● GIVEN INSTRUCTION 1: Find each line in the rows that contains the string "blue", and copy those lines.

Every year at this time, when hurricane season rolls around, corporate media start pumping out headlines linking the severity of hurricanes to climate change. But is there causation or correlation? And if changes in the climate do affect hurricanes, is it in the way climate activists claim?
Climatologist David Legates says, “[If] we have colder periods, we will get more hurricane activity. If we have warmer periods, the hurricane activity tends to drop off.”
Legates serves as a visiting fellow for the Science Advisory Committee in the Center for Energy, Climate, and Environment at The Heritage Foundation, and is a professor emeritus at the University of Delaware. He is also the co-author of the book “Climate and Energy: The Case for Realism.”
Legates joins “The Daily Signal Podcast” to discuss what connection does exist between hurricanes and a changing climate.
Listen to the podcast below or read the lightly edited transcript:
Virginia Allen: It’s my privilege today to welcome back to the Daily Signal Podcast, climate expert and Professor David Legates. Thank you so much for being back with us.
David Legates: It’s a pleasure to be back. Thank you.
Allen: Well, I’m excited to talk about hurricane season and climate change. I was looking at some of the big headlines because it always feels like this time of year we start hearing a lot in the news about the connection between climate change and hurricanes. Hurricane season technically starts at the beginning of June, runs through November. So this was a headline from NPR last March. They say “Sequential Hurricanes Are Becoming More Common Because of Climate Change. A CNN headline from April in 2022 reads “The Climate Crisis is Supercharging Rainfall in Hurricanes, Scientists Report. NBC News just recently ran a headline, “Category 6? Climate Boosted Hurricanes Pushed Scientists to Rethink Classifications.”
Professor Ligates are hurricanes over the past five to 10 years more severe than hurricanes were maybe 50 or 100 years ago?
Legates: Of course they are because these sites could never tell you anything that can’t be true. See, when you say more severe, we can parse that in a variety of ways. We can say there’s more hurricanes happening.
We can say that the hurricanes that happen are becoming more intense. We can say that the hurricanes that are happening are actually becoming larger and more powerful overall. Or we can say that they’re making landfall more often than not. And after all, landfall, hurricane is the worst case scenario. If a big hurricane stays out in the Atlantic, that’s only a good thing unless you’re a shipper. So we can look through each one of these in steps and I’ll give you some slides that you can see.
This [the below image] is by Ryan Maue. He and I worked at NOAA [National Oceanic and Atmospheric Administration] together. He was the NOAA’s chief scientist and he’s put this together from data from NOAA. And if you look at from 1971 when we really started to be able to see things by satellites, because a lot of the Central Atlantic was missing, if you will, when we didn’t have satellites to see out there on a regular basis, ships tend not to want to sail through tropical storms and hurricanes.

Bounding box annotation rows
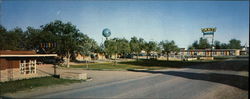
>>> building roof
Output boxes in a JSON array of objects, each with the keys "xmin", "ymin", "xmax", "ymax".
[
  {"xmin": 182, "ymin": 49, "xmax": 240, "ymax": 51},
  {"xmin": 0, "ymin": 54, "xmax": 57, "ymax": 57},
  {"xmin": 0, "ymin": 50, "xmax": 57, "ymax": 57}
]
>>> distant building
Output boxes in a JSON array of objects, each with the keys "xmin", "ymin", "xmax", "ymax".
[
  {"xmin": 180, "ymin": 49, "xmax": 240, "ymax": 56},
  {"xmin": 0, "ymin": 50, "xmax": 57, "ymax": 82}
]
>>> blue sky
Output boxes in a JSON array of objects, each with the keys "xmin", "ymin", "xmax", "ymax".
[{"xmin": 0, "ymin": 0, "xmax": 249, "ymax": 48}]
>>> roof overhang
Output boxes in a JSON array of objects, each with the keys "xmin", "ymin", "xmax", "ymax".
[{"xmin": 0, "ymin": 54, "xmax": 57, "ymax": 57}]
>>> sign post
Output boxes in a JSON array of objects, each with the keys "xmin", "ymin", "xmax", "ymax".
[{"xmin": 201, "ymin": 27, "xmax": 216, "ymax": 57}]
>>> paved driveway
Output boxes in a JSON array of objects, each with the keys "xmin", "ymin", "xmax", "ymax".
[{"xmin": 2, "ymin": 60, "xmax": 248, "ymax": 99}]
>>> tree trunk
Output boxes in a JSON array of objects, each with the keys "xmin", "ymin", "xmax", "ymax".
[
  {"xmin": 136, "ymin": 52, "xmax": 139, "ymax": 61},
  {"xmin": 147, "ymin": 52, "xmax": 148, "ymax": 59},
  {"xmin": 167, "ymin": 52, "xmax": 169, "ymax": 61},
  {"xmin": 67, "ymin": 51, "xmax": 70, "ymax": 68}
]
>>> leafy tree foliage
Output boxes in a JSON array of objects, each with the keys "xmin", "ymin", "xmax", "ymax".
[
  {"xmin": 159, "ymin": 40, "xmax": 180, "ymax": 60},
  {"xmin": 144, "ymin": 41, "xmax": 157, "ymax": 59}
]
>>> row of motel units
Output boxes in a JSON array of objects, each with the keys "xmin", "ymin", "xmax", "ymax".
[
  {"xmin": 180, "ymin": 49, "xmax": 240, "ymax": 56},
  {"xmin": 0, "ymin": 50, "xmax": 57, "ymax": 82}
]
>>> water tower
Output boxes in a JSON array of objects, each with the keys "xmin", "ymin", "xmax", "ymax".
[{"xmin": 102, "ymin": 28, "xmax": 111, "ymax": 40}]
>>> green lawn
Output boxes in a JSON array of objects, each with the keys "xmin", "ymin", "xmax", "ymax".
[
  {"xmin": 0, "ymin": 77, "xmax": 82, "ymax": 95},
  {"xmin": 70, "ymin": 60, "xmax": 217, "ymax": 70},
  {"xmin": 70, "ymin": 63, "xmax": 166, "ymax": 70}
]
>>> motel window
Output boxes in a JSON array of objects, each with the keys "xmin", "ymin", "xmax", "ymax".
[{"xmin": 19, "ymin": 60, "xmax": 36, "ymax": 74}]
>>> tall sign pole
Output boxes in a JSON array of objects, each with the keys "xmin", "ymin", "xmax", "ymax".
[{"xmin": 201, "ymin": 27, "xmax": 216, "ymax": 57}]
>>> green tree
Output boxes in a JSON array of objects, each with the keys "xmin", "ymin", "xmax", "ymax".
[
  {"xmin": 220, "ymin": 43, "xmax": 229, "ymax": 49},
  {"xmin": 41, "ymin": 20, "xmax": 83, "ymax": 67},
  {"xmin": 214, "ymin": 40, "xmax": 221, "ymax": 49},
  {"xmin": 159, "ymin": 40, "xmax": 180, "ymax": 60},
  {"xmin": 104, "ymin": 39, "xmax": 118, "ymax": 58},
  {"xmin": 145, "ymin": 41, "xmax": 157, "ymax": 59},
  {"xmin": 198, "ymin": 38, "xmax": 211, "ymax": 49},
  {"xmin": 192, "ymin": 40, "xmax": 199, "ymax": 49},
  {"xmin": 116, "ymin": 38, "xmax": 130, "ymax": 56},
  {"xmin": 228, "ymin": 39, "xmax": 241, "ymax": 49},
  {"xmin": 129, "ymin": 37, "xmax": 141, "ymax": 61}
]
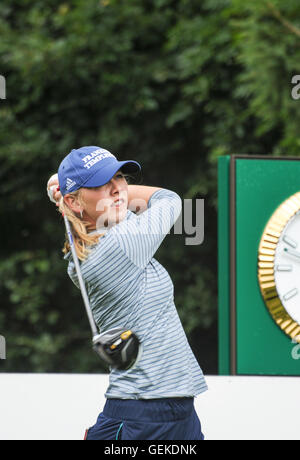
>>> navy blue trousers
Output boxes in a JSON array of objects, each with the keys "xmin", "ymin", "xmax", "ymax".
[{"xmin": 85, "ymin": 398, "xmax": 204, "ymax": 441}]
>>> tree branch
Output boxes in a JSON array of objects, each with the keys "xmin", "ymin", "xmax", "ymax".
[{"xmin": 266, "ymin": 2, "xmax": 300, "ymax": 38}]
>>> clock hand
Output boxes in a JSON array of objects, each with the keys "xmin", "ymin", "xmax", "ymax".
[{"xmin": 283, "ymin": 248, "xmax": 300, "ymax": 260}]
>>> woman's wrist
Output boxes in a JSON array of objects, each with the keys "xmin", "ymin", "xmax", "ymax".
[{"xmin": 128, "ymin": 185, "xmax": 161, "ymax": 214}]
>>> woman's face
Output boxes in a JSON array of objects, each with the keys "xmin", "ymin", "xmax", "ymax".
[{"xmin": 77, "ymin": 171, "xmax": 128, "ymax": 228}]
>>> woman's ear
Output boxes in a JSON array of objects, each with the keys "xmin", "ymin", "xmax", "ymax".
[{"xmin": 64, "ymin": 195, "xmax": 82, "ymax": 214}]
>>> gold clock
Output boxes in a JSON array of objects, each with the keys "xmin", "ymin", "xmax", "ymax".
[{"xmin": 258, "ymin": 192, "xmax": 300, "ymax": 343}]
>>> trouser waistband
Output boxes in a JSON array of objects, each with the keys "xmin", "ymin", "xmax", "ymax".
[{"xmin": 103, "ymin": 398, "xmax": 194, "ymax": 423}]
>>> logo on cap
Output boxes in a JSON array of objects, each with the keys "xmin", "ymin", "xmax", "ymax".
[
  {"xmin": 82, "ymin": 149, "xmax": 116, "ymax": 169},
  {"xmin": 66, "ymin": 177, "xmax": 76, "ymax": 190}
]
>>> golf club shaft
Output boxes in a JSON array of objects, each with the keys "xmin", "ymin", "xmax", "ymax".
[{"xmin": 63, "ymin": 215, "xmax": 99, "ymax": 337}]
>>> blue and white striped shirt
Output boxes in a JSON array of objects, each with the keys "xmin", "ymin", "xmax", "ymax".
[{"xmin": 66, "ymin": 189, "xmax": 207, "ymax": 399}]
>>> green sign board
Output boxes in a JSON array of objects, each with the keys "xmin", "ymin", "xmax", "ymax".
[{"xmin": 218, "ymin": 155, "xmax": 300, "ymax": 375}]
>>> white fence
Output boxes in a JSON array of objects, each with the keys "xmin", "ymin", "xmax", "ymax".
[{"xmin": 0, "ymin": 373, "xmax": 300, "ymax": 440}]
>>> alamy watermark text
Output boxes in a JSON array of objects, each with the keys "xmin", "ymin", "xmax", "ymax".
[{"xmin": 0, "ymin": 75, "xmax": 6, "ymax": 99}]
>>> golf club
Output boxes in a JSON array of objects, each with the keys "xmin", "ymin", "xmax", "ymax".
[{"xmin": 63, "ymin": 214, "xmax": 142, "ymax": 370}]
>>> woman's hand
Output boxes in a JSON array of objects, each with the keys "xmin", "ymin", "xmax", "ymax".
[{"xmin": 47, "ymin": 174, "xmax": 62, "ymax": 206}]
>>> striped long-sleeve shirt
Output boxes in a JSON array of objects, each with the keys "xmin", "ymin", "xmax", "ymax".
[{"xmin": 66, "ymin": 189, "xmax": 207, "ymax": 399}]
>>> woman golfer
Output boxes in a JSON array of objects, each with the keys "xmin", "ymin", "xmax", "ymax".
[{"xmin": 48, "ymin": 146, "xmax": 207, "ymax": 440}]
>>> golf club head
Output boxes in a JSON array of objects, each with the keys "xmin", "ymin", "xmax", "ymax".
---
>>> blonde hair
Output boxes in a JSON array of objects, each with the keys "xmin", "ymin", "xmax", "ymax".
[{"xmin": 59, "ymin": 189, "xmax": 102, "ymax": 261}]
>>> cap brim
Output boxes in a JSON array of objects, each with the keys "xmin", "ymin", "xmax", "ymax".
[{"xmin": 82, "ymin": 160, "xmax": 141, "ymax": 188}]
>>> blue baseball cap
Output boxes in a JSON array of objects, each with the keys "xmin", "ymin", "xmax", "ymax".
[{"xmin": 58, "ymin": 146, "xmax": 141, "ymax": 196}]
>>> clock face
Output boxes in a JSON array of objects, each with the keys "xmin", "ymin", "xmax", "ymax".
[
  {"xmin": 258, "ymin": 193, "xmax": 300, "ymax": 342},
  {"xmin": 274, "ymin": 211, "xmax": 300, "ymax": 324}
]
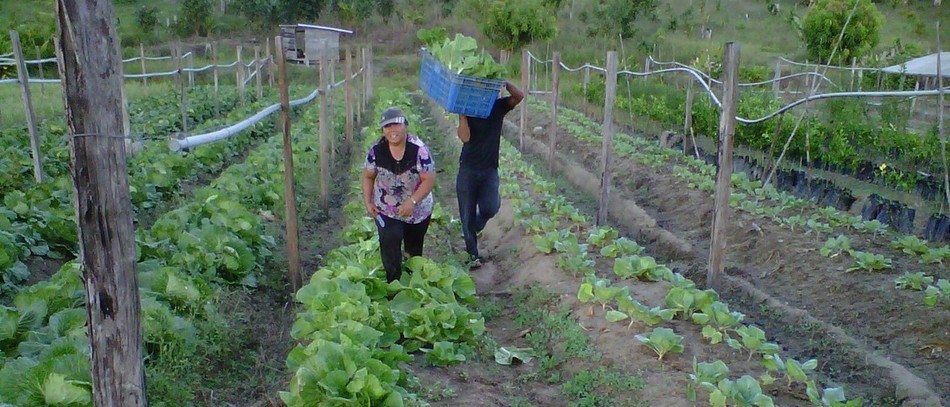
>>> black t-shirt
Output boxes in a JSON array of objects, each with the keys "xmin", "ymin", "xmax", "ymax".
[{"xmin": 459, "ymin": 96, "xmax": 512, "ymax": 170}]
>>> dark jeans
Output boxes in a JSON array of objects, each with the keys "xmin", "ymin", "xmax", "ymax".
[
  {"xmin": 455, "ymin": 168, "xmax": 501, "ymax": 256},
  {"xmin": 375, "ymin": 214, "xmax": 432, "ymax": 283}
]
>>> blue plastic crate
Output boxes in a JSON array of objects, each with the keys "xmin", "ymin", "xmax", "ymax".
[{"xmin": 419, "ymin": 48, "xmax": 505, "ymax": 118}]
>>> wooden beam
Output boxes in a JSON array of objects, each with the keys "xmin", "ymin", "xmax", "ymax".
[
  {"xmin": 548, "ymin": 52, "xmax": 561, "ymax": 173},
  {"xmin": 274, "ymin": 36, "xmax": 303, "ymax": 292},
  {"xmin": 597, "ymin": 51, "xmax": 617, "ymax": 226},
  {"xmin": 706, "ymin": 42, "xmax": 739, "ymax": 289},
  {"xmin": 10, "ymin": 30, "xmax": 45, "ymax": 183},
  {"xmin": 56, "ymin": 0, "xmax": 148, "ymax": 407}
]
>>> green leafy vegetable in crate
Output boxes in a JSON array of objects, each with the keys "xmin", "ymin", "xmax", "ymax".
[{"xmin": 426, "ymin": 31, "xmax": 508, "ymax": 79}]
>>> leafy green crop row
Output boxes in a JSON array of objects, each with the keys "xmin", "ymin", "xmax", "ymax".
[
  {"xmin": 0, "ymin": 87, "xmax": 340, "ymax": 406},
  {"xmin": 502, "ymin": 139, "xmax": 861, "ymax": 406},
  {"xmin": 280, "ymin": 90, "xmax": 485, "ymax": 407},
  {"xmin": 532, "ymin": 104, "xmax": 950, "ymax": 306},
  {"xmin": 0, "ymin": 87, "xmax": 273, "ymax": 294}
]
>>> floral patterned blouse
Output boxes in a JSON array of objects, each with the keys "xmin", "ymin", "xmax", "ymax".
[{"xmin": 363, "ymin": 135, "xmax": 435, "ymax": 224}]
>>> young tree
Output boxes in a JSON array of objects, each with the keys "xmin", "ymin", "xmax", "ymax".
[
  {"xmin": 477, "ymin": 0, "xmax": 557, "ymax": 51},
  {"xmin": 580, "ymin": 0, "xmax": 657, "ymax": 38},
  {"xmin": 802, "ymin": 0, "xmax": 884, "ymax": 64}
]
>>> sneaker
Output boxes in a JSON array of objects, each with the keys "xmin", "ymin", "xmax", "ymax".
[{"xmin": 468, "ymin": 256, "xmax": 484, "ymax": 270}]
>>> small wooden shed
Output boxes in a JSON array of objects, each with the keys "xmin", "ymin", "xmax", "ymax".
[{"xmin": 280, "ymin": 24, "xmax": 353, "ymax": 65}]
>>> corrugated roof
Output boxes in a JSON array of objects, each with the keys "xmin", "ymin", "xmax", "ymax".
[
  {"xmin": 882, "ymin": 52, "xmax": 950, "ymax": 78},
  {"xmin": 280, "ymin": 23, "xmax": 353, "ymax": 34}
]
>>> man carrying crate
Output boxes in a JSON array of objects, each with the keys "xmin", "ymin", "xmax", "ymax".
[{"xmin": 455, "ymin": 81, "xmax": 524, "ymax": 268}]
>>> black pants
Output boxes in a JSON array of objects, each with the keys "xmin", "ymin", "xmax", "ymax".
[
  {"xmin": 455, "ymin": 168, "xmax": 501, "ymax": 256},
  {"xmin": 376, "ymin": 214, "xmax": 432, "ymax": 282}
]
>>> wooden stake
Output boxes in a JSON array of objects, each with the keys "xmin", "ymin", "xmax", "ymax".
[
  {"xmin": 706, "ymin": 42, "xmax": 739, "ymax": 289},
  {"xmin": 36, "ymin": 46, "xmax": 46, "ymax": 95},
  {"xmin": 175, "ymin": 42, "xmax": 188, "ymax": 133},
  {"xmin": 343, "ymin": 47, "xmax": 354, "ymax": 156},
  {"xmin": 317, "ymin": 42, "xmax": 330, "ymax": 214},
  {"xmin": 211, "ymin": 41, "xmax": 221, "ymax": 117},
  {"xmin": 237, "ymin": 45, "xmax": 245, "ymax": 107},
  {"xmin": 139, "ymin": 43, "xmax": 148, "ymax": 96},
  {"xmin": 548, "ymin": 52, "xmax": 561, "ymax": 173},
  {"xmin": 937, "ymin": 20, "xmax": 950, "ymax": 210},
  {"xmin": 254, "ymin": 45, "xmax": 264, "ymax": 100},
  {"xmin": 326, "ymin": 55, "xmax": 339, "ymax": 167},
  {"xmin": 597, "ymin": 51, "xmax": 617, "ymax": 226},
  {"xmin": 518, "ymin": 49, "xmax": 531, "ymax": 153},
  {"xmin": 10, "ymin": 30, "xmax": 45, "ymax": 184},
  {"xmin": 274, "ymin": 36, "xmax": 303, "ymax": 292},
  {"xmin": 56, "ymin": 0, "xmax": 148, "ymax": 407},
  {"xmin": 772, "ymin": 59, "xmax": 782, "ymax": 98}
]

● GIVEN INSTRUCTION 2:
Answer these questions from the hurricane podcast excerpt:
(a) At which university is Legates a professor emeritus?
(b) In which months does hurricane season begin and end, according to Allen?
(c) What position did Ryan Maue hold at NOAA?

● EXPECTED ANSWER 1:
>>> blue sky
>>> navy blue trousers
>>> blue and white striped shirt
>>> blue baseball cap
>>> blue plastic crate

● EXPECTED ANSWER 2:
(a) The University of Delaware.
(b) It begins at the start of June and runs through November.
(c) He was NOAA's chief scientist.